_WHAT THIS TASK INVOLVES_: Please copy everything from the start of the records down to the line containing "(104, 87), (304, 120)", both ends included, leaving the requests unchanged and rescaling each box coordinate in the answers by 1.95, rounded to whole numbers with halves going up. Give only those lines.

_INFORMATION PROVIDED_:
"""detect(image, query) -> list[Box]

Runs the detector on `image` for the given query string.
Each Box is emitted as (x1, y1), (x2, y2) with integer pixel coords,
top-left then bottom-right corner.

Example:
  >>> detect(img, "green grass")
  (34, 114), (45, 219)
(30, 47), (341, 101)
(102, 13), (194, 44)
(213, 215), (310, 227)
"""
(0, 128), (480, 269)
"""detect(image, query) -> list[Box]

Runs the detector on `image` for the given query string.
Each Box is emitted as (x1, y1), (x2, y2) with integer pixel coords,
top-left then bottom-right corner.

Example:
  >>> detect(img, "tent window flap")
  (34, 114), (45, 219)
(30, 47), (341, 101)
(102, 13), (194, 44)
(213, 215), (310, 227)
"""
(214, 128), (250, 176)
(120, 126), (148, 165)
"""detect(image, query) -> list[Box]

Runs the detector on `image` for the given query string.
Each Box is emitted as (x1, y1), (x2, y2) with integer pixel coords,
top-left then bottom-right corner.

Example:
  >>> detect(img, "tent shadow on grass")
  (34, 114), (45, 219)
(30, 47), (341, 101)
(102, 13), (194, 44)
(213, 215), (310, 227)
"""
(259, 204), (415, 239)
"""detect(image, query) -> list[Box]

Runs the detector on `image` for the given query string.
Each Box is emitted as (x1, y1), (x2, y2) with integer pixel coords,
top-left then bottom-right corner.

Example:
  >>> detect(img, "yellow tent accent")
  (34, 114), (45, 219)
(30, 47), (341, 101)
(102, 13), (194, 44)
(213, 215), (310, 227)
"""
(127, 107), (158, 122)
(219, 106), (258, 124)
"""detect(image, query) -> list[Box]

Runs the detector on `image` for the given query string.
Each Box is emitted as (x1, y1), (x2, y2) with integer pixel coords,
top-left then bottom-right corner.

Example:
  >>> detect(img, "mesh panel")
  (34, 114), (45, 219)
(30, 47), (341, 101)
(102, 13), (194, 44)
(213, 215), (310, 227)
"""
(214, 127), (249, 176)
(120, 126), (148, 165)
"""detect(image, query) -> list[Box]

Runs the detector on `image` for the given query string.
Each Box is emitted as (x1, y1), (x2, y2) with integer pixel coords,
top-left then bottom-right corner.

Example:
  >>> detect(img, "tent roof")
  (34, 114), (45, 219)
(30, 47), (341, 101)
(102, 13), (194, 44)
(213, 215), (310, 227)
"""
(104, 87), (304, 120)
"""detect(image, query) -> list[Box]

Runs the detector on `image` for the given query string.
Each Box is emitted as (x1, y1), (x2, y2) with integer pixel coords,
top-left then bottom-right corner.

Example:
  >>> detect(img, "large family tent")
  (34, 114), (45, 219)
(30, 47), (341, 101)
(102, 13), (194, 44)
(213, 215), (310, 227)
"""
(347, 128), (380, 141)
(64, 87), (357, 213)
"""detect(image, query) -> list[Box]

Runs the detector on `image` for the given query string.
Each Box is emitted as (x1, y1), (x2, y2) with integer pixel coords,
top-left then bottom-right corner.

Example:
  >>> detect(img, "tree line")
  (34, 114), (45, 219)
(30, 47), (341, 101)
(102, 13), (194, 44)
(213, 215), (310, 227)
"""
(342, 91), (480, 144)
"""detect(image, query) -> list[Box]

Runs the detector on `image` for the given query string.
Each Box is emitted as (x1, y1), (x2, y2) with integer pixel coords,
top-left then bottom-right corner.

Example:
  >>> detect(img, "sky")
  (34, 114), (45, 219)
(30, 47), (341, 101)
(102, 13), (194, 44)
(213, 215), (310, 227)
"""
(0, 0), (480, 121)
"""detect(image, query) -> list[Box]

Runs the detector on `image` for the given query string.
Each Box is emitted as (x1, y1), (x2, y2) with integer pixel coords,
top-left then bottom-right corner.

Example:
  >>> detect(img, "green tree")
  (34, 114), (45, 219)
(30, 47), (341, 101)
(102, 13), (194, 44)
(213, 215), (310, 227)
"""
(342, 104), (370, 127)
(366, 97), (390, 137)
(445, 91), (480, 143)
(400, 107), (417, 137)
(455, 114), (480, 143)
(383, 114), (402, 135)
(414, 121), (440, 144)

_OUTPUT OF THE EXERCISE_:
"""detect(image, query) -> list[Box]

Runs the detector on `image` for the given query string.
Each Box is emitted as (x1, y1), (x2, y2) with integer pixel coords,
top-left then bottom-right corner.

Example:
  >>> detect(img, "green grass")
  (34, 114), (45, 219)
(30, 47), (341, 101)
(102, 13), (194, 44)
(213, 215), (310, 227)
"""
(0, 250), (936, 525)
"""detect(image, query) -> list[Box]

Runs the detector on `image` for the given query string.
Each Box is emitted as (x1, y1), (x2, y2) with integer pixel coords,
top-left then bottom-right corner.

Example:
  >>> detect(img, "tent window flap")
  (34, 114), (45, 219)
(30, 47), (341, 101)
(102, 13), (194, 44)
(213, 215), (310, 227)
"""
(417, 250), (488, 343)
(234, 246), (289, 322)
"""detect(image, query) -> list[Box]

Runs the detector on `image` for the given query string.
Each Box is emitted as (x1, y1), (x2, y2) with integer pixel coords,
top-left then bottom-right corner.

Example:
  >>> detect(img, "tent shadow on grass")
  (34, 114), (45, 219)
(30, 47), (341, 101)
(102, 13), (194, 44)
(213, 215), (310, 227)
"""
(505, 398), (809, 466)
"""detect(image, query) -> list[Box]

Runs the detector on `image` for the given query string.
Each Box is emitted as (x1, y1), (x2, y2) with integer pixel coords,
top-left then bottom-right corner.

Example:
  >>> detect(img, "yellow tent accent")
  (34, 114), (45, 219)
(30, 47), (341, 101)
(102, 13), (194, 44)
(213, 215), (310, 227)
"""
(248, 209), (308, 238)
(427, 207), (503, 242)
"""detect(image, query) -> list[Box]

Runs the detector on `image` for the given query string.
Each Box is emitted as (x1, y1), (x2, y2) with integer pixel coords,
top-left then bottom-right corner.

Example:
  >>> detect(img, "mesh panel")
  (34, 114), (45, 219)
(30, 47), (341, 101)
(102, 13), (194, 44)
(213, 215), (310, 227)
"""
(417, 248), (486, 343)
(234, 246), (289, 322)
"""detect(image, query) -> list[Box]

Runs the detector on `image` for the given query string.
Each Box is emitted as (x1, y1), (x2, y2) with integer pixel coords,
top-left then bottom-right corner.

Example:
  >>> detect(img, "tent roof")
  (34, 114), (45, 219)
(30, 47), (341, 101)
(102, 13), (194, 44)
(213, 215), (310, 227)
"""
(203, 170), (593, 234)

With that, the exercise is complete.